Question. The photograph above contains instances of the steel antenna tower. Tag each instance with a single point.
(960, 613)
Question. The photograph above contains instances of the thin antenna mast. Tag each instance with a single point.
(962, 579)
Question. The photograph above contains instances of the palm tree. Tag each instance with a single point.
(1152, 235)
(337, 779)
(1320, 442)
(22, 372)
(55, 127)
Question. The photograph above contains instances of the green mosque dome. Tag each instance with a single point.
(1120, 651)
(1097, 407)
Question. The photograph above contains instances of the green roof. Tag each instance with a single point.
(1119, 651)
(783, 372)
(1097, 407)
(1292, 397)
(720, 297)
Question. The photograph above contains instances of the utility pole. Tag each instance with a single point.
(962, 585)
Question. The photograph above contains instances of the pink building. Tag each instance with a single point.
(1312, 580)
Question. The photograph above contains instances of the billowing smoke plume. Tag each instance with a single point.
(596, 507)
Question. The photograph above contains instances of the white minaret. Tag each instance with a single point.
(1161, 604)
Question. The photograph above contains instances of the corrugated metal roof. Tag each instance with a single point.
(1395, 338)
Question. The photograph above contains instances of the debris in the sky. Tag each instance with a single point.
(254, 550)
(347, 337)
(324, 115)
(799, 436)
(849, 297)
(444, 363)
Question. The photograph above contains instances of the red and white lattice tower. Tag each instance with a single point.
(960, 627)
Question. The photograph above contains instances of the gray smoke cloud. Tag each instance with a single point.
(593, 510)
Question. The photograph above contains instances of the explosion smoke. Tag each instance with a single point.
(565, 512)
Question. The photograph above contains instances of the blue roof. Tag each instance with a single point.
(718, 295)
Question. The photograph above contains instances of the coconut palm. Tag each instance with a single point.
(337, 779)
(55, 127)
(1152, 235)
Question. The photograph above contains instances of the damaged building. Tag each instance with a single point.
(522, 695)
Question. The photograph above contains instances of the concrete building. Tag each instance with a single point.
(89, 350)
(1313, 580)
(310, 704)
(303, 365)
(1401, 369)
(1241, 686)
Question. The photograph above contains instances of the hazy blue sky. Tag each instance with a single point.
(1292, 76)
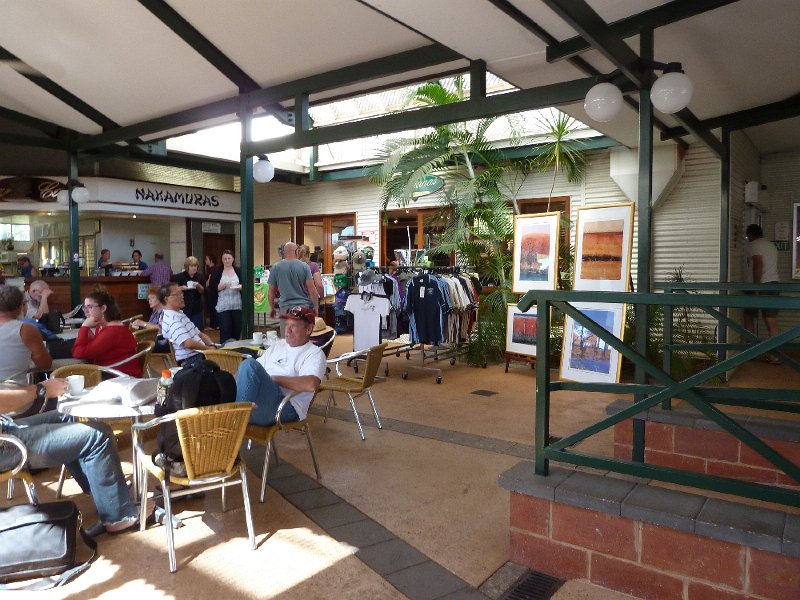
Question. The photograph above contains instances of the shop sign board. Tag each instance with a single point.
(427, 185)
(211, 227)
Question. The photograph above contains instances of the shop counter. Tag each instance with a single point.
(125, 289)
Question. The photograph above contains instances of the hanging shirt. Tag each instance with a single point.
(367, 312)
(425, 303)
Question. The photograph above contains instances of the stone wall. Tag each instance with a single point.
(648, 541)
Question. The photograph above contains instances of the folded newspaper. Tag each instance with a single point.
(131, 391)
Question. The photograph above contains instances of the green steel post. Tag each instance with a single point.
(542, 386)
(74, 251)
(643, 203)
(246, 233)
(724, 227)
(669, 313)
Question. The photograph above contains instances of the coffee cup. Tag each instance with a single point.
(75, 384)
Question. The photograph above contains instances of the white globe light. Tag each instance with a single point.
(671, 92)
(603, 102)
(80, 194)
(263, 171)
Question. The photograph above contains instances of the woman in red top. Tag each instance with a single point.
(103, 339)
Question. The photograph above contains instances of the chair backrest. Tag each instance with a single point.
(324, 342)
(92, 374)
(228, 360)
(374, 357)
(145, 335)
(211, 437)
(130, 320)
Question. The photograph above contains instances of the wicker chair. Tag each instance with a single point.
(130, 320)
(356, 386)
(168, 358)
(228, 360)
(149, 335)
(20, 471)
(210, 438)
(263, 434)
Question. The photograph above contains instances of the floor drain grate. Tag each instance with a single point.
(533, 586)
(484, 393)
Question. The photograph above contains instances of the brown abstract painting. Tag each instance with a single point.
(602, 249)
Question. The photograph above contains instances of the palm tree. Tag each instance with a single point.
(561, 152)
(480, 182)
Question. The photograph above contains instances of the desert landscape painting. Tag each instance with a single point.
(601, 257)
(588, 352)
(535, 257)
(524, 329)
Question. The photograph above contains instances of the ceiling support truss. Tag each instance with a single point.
(599, 34)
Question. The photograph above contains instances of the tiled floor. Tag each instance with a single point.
(413, 511)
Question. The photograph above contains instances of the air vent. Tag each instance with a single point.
(533, 586)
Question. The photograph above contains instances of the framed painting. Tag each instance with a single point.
(535, 252)
(521, 330)
(585, 356)
(795, 241)
(603, 241)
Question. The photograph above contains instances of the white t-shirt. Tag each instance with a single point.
(282, 359)
(769, 260)
(366, 320)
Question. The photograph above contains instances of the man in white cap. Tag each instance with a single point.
(294, 364)
(292, 277)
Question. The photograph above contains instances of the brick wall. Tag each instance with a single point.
(643, 559)
(712, 452)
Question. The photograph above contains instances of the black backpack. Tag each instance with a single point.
(202, 383)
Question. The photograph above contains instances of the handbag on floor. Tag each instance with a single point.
(39, 541)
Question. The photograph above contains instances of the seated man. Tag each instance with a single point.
(176, 327)
(87, 449)
(294, 364)
(38, 292)
(21, 343)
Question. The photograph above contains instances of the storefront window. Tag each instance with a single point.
(323, 234)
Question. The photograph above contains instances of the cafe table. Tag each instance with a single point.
(111, 408)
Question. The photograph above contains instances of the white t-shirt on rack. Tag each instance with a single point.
(366, 320)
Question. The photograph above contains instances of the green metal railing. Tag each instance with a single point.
(706, 399)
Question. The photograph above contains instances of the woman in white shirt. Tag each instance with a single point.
(227, 281)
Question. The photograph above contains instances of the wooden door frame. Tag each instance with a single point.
(266, 223)
(327, 234)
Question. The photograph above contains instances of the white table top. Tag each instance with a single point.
(69, 334)
(101, 409)
(248, 342)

TASK TO COMPLETE => Could you copy out, word for word, every line starting with the one that contains "rack. Tag each instance with a single point." and ending with the last line of the items above, both included?

SOLUTION FOR THIS EXERCISE =>
Question. The photograph above contains instances of the white t-shirt on rack. Tag each instance with a single point.
(366, 320)
Question. The photograph above contains instances of the green metal railing. Tag each instance with a single point.
(706, 399)
Question. The photograph above contains instances of the woman in white shirt. Tag each instance with a single point.
(227, 281)
Question. The photograph above contains instances of the wooden door frame. Tag each instance with a single point.
(266, 223)
(327, 234)
Question. The photograph above contains instances of the white table top. Tag each instance with a single point.
(69, 334)
(101, 409)
(248, 342)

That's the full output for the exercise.